[WHAT IS ASKED] Beginning with the line that contains "If you would be willing to tag the blue jeans" and continuing through the end of the records, reproduce those lines, changing "tiled roof" to "thatched roof" and leaving all else unaltered.

[TASK DATA]
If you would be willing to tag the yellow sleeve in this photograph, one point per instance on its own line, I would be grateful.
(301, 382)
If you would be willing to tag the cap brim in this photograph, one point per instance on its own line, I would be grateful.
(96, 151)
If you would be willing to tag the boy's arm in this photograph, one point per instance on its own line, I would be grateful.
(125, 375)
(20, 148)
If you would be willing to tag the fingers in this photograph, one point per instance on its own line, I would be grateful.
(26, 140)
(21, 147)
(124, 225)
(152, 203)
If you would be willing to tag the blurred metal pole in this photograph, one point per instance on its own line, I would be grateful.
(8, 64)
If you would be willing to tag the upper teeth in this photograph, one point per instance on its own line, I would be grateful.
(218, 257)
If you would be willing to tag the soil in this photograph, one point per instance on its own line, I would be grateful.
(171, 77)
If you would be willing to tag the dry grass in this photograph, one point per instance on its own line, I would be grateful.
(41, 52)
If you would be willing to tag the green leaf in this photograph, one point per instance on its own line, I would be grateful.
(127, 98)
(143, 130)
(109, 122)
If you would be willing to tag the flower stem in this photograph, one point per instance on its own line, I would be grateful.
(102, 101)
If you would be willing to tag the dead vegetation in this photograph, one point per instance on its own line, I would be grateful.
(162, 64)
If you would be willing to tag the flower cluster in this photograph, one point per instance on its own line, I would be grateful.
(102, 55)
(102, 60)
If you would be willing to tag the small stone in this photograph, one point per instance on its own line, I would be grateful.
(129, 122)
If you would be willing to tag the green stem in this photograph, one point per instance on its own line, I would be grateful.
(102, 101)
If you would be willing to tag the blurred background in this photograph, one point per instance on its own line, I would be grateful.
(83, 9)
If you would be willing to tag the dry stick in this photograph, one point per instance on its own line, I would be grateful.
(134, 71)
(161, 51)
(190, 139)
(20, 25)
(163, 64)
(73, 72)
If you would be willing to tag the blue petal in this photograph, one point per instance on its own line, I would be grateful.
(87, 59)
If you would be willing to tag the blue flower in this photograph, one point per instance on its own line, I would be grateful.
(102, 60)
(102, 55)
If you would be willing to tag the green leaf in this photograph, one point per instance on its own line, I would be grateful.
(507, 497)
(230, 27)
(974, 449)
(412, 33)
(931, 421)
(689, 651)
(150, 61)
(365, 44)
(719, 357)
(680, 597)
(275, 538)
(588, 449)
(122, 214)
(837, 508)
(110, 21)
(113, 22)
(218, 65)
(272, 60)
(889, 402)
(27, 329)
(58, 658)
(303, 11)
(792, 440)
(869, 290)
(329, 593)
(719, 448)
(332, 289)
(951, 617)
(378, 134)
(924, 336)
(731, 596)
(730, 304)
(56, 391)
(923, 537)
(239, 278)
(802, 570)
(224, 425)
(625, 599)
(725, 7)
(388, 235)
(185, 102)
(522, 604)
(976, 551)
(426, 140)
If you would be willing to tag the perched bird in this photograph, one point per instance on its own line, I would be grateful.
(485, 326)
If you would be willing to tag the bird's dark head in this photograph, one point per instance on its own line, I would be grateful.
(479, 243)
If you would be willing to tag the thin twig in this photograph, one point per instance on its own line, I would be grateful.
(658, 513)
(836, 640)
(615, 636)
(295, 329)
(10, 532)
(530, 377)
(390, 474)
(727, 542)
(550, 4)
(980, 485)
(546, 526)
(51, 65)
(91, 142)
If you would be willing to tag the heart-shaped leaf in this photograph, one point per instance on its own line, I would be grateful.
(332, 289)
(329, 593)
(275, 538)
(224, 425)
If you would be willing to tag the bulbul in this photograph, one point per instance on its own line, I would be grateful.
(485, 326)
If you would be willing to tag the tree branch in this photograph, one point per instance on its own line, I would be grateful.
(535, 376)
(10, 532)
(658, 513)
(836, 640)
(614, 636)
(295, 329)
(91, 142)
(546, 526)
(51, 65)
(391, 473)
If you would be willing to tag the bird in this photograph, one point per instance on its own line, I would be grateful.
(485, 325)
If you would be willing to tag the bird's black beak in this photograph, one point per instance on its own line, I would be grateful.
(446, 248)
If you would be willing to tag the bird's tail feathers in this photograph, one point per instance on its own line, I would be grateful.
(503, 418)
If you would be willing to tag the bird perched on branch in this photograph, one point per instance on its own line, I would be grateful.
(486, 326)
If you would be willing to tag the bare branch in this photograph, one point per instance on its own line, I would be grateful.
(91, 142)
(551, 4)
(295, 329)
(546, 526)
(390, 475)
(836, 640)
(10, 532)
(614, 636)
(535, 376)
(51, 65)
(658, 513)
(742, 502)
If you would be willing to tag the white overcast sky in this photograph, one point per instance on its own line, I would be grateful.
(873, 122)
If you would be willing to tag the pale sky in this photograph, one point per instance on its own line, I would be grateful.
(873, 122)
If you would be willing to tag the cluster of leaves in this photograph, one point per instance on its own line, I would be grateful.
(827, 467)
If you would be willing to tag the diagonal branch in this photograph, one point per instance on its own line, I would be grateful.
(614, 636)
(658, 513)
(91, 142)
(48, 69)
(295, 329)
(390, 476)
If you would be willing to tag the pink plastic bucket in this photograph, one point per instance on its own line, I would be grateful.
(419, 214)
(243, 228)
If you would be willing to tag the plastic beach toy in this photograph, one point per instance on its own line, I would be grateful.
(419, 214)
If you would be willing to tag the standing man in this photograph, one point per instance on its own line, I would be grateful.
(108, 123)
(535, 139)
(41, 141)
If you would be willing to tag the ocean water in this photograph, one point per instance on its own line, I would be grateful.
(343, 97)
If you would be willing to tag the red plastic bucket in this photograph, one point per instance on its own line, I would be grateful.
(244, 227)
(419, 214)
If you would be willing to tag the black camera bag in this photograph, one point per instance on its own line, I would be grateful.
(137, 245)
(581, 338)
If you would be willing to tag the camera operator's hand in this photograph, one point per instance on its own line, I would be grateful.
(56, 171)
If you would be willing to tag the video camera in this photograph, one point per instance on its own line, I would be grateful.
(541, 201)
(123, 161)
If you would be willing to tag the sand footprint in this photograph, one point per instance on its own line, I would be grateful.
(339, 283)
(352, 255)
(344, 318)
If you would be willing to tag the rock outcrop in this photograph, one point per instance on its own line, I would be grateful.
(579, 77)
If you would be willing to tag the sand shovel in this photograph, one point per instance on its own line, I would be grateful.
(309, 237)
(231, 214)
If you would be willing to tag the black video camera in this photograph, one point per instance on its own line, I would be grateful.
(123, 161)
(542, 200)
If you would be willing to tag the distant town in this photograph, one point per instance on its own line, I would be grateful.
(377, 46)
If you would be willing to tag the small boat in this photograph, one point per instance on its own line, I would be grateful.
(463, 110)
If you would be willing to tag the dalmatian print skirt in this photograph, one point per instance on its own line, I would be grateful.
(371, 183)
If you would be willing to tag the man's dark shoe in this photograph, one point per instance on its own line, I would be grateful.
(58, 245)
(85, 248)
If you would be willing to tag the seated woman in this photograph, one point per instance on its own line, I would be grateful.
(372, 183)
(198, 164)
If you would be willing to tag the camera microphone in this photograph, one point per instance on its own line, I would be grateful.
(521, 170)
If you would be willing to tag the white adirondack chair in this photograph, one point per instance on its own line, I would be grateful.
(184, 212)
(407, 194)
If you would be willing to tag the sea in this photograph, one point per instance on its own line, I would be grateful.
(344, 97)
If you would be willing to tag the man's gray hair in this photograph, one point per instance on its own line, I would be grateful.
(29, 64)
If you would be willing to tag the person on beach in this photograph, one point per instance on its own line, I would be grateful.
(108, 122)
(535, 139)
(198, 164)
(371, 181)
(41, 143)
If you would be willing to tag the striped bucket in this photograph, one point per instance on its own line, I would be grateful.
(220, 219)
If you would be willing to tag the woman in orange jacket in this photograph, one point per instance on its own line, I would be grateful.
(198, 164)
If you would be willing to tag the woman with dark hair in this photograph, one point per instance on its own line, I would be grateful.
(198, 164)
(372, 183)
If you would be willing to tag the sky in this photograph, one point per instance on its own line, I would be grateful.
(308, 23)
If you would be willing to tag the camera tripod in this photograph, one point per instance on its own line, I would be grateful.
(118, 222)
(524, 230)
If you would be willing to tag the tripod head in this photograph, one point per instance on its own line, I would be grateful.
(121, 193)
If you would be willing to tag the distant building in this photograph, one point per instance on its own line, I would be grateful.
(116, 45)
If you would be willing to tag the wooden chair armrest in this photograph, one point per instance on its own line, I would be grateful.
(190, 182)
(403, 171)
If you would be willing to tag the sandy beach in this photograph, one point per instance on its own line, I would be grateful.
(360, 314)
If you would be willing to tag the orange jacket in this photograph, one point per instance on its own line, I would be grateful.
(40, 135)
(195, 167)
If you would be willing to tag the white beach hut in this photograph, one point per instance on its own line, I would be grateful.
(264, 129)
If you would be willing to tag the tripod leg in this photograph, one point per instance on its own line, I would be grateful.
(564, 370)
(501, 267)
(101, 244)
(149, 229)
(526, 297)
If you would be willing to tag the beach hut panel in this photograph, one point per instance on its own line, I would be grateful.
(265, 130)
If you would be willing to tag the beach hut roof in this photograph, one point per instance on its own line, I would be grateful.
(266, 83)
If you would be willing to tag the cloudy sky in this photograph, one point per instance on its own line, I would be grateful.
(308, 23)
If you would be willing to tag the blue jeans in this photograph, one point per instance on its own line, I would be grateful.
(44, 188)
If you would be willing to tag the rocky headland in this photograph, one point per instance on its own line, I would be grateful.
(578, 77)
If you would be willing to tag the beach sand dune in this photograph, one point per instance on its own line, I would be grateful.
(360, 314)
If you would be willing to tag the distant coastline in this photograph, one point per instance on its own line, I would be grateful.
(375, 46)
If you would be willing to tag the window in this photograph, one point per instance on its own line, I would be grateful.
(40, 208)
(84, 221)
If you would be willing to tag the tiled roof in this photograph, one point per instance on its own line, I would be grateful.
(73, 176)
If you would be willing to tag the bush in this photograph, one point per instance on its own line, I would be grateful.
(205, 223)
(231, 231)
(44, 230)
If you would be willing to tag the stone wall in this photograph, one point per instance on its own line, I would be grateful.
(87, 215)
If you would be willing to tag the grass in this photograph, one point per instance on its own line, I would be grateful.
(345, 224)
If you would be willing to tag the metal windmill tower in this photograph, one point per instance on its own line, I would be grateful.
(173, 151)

[OUTPUT]
If you would be willing to tag the blue jeans in this photograph, one point per instance on its own line, I would be grateful.
(44, 188)
If you would be willing to tag the rocky headland in this photograph, one point per instance on its own line, I would be grateful.
(578, 77)
If you would be willing to tag the beach sand dune in this photograph, one point per instance on its own line, I would be grateful.
(360, 314)
If you would be willing to tag the distant coastline in this photograph, one point per instance on its own line, I would be grateful.
(375, 46)
If you would be willing to tag the window in this photograph, one point per instance on its own line, I would be grateful.
(40, 208)
(84, 221)
If you would be willing to tag the thatched roof in this photograph, one point per instance on its own line, I would be grateful.
(73, 176)
If you would be willing to tag the bush in this photograph, one point per instance on its own line, I would be grateful.
(205, 223)
(231, 231)
(44, 230)
If you would be willing to tag the stone wall in this photograph, one point per instance on its own line, I would be grateful.
(87, 215)
If you would be willing to tag the grass in this photograph, one point per instance on its own line, I would be grateful.
(345, 224)
If you would be willing to tag the metal windmill tower in this photograph, one point per instance on its own line, I would be grateful.
(173, 151)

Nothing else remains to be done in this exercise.